◆ **Your goal**
Write the data out again exactly, with no pictures.

[A block of data]
╭──

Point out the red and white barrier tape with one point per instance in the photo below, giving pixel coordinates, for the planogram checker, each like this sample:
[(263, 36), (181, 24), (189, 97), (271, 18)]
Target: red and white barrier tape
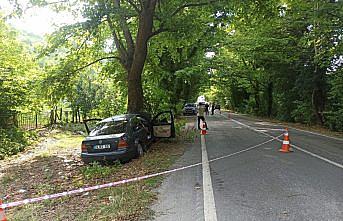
[(87, 189)]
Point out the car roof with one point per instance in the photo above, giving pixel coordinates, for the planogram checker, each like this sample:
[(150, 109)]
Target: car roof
[(119, 117)]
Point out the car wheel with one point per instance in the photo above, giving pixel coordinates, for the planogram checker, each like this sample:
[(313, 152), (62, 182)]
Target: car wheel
[(140, 150)]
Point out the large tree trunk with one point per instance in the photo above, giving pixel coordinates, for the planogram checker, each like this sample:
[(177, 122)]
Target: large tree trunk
[(270, 99), (135, 89)]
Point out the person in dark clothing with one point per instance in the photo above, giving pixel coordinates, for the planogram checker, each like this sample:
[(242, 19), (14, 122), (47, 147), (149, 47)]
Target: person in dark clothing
[(207, 106)]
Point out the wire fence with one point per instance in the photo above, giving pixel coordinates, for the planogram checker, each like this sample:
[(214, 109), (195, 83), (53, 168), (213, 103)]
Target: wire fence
[(36, 120)]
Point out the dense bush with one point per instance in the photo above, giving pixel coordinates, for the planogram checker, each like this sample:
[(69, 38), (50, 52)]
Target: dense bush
[(13, 140)]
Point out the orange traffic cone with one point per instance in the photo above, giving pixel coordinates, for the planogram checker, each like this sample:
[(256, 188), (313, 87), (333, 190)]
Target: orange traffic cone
[(285, 148), (203, 129), (2, 213)]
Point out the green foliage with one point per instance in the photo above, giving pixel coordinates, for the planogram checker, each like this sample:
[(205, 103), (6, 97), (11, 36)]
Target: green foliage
[(13, 141), (95, 171)]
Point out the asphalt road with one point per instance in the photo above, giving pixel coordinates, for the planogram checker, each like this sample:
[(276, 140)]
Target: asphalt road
[(258, 183)]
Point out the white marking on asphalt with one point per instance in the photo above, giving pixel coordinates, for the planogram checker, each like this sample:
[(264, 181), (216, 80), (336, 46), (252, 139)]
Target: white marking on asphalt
[(210, 213), (295, 146)]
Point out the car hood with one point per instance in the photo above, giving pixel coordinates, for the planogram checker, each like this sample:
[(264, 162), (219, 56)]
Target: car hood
[(111, 136)]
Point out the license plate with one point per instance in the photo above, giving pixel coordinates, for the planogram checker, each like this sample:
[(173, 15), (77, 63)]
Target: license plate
[(102, 147)]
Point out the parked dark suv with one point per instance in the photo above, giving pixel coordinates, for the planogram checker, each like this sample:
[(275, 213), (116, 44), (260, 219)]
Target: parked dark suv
[(190, 109), (124, 137)]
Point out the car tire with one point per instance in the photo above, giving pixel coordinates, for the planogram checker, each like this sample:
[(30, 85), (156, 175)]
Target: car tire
[(139, 150)]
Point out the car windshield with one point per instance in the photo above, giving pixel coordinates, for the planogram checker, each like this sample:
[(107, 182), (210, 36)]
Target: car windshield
[(190, 105), (109, 127)]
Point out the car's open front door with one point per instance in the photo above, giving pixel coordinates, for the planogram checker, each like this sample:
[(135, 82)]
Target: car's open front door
[(163, 125), (89, 123)]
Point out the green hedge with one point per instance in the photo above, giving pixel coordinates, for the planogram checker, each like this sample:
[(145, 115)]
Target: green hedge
[(12, 141)]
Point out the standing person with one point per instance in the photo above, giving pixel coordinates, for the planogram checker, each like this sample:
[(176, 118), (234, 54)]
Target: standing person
[(201, 112), (207, 108), (212, 109)]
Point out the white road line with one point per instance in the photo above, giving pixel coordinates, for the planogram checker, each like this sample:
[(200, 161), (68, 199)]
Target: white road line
[(209, 204), (295, 146), (306, 131)]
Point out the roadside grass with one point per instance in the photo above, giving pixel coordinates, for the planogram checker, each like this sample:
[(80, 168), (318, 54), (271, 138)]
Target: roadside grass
[(58, 167), (312, 128)]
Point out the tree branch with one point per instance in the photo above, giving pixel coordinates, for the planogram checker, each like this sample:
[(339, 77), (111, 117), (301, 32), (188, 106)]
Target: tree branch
[(192, 5), (137, 9), (119, 45), (126, 30), (93, 62)]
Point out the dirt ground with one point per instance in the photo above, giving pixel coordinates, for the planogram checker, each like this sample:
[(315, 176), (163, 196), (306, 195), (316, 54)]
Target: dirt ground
[(53, 165)]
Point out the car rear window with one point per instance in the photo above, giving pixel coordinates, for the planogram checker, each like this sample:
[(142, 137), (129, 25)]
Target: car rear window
[(109, 127)]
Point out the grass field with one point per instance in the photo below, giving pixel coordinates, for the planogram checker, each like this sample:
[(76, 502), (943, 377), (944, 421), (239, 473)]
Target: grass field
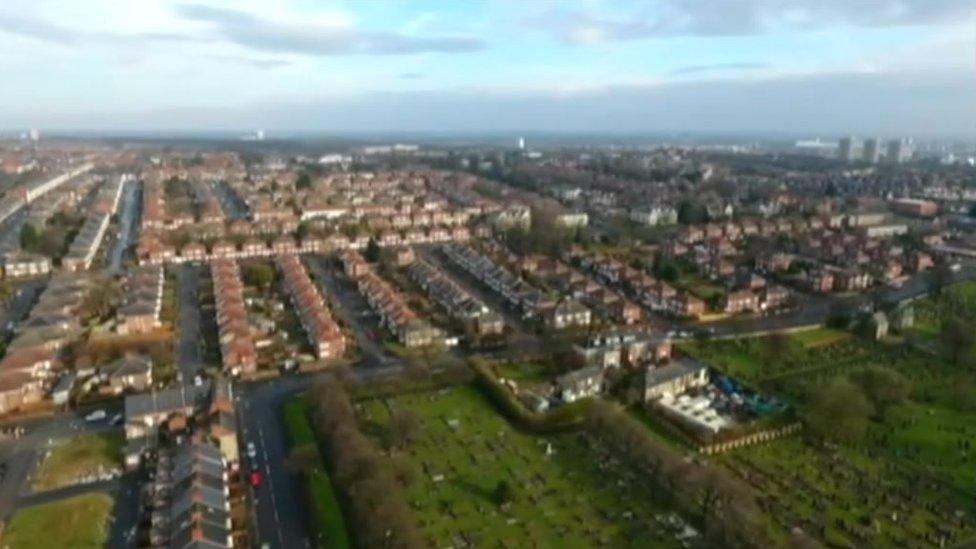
[(567, 494), (907, 483), (80, 456), (819, 336), (77, 522), (323, 507)]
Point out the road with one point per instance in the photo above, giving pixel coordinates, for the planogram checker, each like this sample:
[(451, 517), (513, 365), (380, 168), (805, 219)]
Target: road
[(20, 303), (278, 503), (189, 356), (281, 519), (816, 309), (128, 226)]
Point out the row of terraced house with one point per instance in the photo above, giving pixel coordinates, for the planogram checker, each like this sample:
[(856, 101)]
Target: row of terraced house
[(323, 333), (390, 305), (461, 305), (237, 350)]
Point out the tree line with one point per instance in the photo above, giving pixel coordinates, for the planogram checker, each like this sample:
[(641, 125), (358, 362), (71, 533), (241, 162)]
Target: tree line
[(373, 499)]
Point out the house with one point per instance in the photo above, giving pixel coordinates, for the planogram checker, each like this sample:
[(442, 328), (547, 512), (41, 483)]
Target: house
[(578, 384), (741, 301), (566, 314), (674, 379), (878, 325), (146, 412), (131, 373)]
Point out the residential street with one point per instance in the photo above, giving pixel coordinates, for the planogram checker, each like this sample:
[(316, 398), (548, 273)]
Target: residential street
[(189, 352)]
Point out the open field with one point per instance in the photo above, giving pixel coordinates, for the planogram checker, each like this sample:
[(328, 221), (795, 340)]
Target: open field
[(907, 483), (78, 457), (323, 504), (819, 336), (565, 493), (77, 522)]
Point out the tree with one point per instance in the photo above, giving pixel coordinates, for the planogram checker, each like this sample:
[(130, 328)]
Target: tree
[(29, 237), (838, 410), (101, 299), (937, 279), (259, 274), (883, 387), (691, 212), (503, 492)]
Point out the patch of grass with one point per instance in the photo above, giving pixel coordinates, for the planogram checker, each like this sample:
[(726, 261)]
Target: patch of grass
[(819, 336), (77, 522), (78, 457), (325, 510), (566, 492), (323, 507), (296, 422)]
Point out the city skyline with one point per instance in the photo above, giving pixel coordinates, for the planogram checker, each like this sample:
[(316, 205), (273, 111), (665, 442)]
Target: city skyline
[(827, 68)]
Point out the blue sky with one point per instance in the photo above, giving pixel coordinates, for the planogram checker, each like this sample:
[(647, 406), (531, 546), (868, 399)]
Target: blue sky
[(882, 66)]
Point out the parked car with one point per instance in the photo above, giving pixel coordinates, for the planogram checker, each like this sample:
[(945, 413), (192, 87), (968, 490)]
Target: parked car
[(97, 415)]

╰──

◆ **Reply**
Point out the red and white barrier tape with one point per instance in the photo below, giving pixel coordinates, for the planogram checker, each like this sample:
[(263, 36), (181, 24), (189, 97), (271, 18)]
Target: red and white barrier tape
[(87, 189)]
Point out the car roof with one point per instance in the photo above, giving pixel coordinates, for the planogram checker, each like this sample:
[(150, 109)]
Target: car roof
[(119, 117)]
Point out the car wheel with one point per instance in the photo above, giving pixel coordinates, for the planogram checker, each like this sample:
[(313, 152), (62, 182)]
Target: car wheel
[(140, 150)]
Point out the large tree trunk with one point per instance in the photo above, giving pixel coordinates, for the planogram checker, each like this sample:
[(177, 122)]
Target: large tree trunk
[(270, 99), (135, 89)]
Point out the person in dark clothing with one point per instance in the photo above, giving pixel coordinates, for the planogram checker, each like this sample:
[(242, 19), (14, 122), (47, 147), (149, 47)]
Target: person in dark clothing
[(207, 106)]
Point out the wire fence with one point per instance in the photo above, giving pixel coordinates, for the planogram checker, each like this sample:
[(214, 109), (195, 83), (53, 168), (213, 103)]
Target: wire fence
[(36, 120)]
Point out the dense bush with one point per instance in the photo above, giving pixel coordinates, for the planogram checker, each like this sample:
[(69, 38), (50, 52)]
Target: dense bush
[(13, 140)]
Point out the orange traffic cone with one point per instance in the photo above, giving pixel coordinates, for the planogram checker, each like this sample:
[(256, 188), (313, 87), (333, 190)]
Target: orange traffic cone
[(285, 148), (203, 129), (2, 213)]
Point out the green foliage with one point per instance in the photo above, giving pixel coordinates, for the planogram checker, each like this sample:
[(205, 103), (6, 97), (11, 36)]
Target: green foliage
[(13, 141), (95, 171)]
Point out the asphalt road with one point per instance in the photo above, giving pixel coordinates, for the planogram checker, each like this sample:
[(276, 140)]
Target: asphalt road
[(258, 183)]
Point out the white marking on asphalt with one point per instance in the photo above, giving pixel coordinates, for the planogram checker, each like this sample:
[(264, 181), (216, 80), (336, 46), (252, 139)]
Target: white marking on asphalt
[(210, 213), (295, 146)]
Point out the car hood with one point per instance in the photo above, giving pixel coordinates, for the planogram checker, each like this sample:
[(264, 162), (219, 56)]
Target: car hood
[(111, 136)]
Point out the license plate with one point per instance in the photo above, giving pixel coordinates, for the planogram checker, each like this sample:
[(173, 15), (77, 63)]
Target: license plate
[(102, 147)]
Point out the parked dark suv with one point per instance in the photo above, giving pixel coordinates, for the planogram checker, each like this sample:
[(275, 213), (116, 44), (260, 219)]
Target: parked dark suv
[(190, 109), (124, 137)]
Point out the car tire with one point per instance in the photo above, giving pixel coordinates, for the planogram checker, each like this sample:
[(30, 85), (156, 175)]
Target: car tire
[(139, 150)]
Point out the car windshield with one point per instance in the photo above, giving pixel coordinates, for the planogram checker, each like this sample:
[(107, 182), (210, 36)]
Target: car windshield
[(190, 105), (109, 127)]
Point out the car's open front door with one point per instance in the photo above, giving pixel coordinates, for the planogram checker, each like this sample:
[(135, 82)]
Target: car's open front door
[(163, 125), (89, 123)]
Point out the green hedge with one point per instance in the photo above, giving pixel coordinates, for the planogram checker, each like this sample:
[(145, 115)]
Target: green hedge
[(12, 141)]
Point out the standing person with one point per instance in the photo above, giving pixel coordinates, for the planogram checker, each like this sample:
[(176, 118), (234, 54)]
Target: standing person
[(201, 112), (207, 108), (212, 109)]
Point out the white road line with one point per instance in the photo above, giving pixel coordinates, for the planogram checker, each like this sample:
[(200, 161), (68, 199)]
Target: white road line
[(209, 204), (295, 146), (306, 131)]
Point out the roadside grass with one point per instance in the photo above, giving pixel coordinates, for the planogram checker, each like this sample:
[(80, 168), (318, 54), (271, 138)]
Target: roadside grass
[(58, 167), (312, 128)]
Point out the tree branch with one point per instance in the photo above, giving pixel coordinates, for the planogram checker, each like this sample:
[(339, 77), (111, 117), (301, 32), (188, 106)]
Target: tree branch
[(192, 5), (137, 9), (119, 45), (126, 30), (93, 62)]
Point out the dirt ground with one point per instance in the photo above, giving pixel coordinates, for the planogram checker, each like this sample:
[(315, 176), (163, 196), (306, 195), (316, 54)]
Target: dirt ground
[(53, 165)]
Point out the car rear window with one point per instance in the photo above, giving pixel coordinates, for the planogram checker, each like this sample:
[(142, 137), (129, 25)]
Target: car rear window
[(109, 127)]
Point out the grass field with one point per instance in the photo below, giving pixel coordinates, for the planogram checker, each like this sample:
[(76, 502), (943, 377), (944, 421), (239, 473)]
Target: grass field
[(567, 494), (907, 483), (80, 456), (819, 336), (77, 522), (323, 507)]
Point out the road with one point per instance in the photo above, giving pixel coordinates, for the planogram checker, each like this sample:
[(451, 517), (513, 365), (380, 168), (805, 219)]
Target: road
[(20, 303), (278, 503), (189, 356), (281, 519), (816, 309), (128, 226)]
Point out the row of terraced house with one point per instance in the photo above, giving pixel coordinates, for the planogram checker, each like this sample:
[(856, 101)]
Target: row of terraced house
[(323, 333), (390, 305), (461, 305), (237, 350)]
Point out the tree line with one point per instance in the photo above, giving pixel coordinates, for the planogram checker, each like this sample:
[(641, 125), (358, 362), (71, 533), (241, 162)]
Target: tree line
[(373, 499)]
Point out the house with one point per instance in the photo above, giving pixel coordinates, for the planogram checker, each like this sample:
[(442, 328), (547, 512), (41, 483)]
Target: house
[(578, 384), (741, 301), (566, 314), (674, 379), (878, 325), (146, 412), (131, 373)]
Point out the residential street with one point per instance in the photo above, giving pixel coordinates, for the planogram checker, each like this sample:
[(316, 398), (548, 273)]
Target: residential street
[(189, 352)]
Point out the open field with one point per instance in the photo above, giving pixel coordinates, for the planogram checker, each like this sample:
[(328, 221), (795, 340)]
Target: open field
[(907, 483), (78, 457), (323, 504), (819, 336), (565, 493), (77, 522)]
Point out the tree with one point per instance in the photo above, giving pixel coordinates, for the planogram checker, each like this sample:
[(130, 328)]
Target: tree
[(29, 237), (838, 410), (101, 299), (937, 279), (259, 274), (883, 387), (691, 212), (503, 492)]
Point out the patch of grass with one point per instance in the photo above, giving pixel coordinates, for the planogram checker, each like this sample:
[(726, 261)]
Target: patch of grass
[(819, 336), (77, 522), (78, 457), (325, 510), (566, 492), (323, 507), (296, 422)]
Point out the city skyline with one point per instance in the photo above, giving pixel coordinates, for the planogram checker, each like this sample:
[(316, 205), (273, 111), (665, 442)]
Target: city skyline
[(827, 68)]
Point out the blue sky with one point per instance in the photo above, giving pixel coordinates, for the planogram checker, each like this sample:
[(647, 406), (531, 546), (868, 399)]
Target: blue sky
[(882, 66)]
Point out the parked car with one point per instance in the photo above, giving pixel coordinates, for the planogram checker, each like this sample:
[(945, 413), (192, 87), (968, 490)]
Target: parked car
[(97, 415)]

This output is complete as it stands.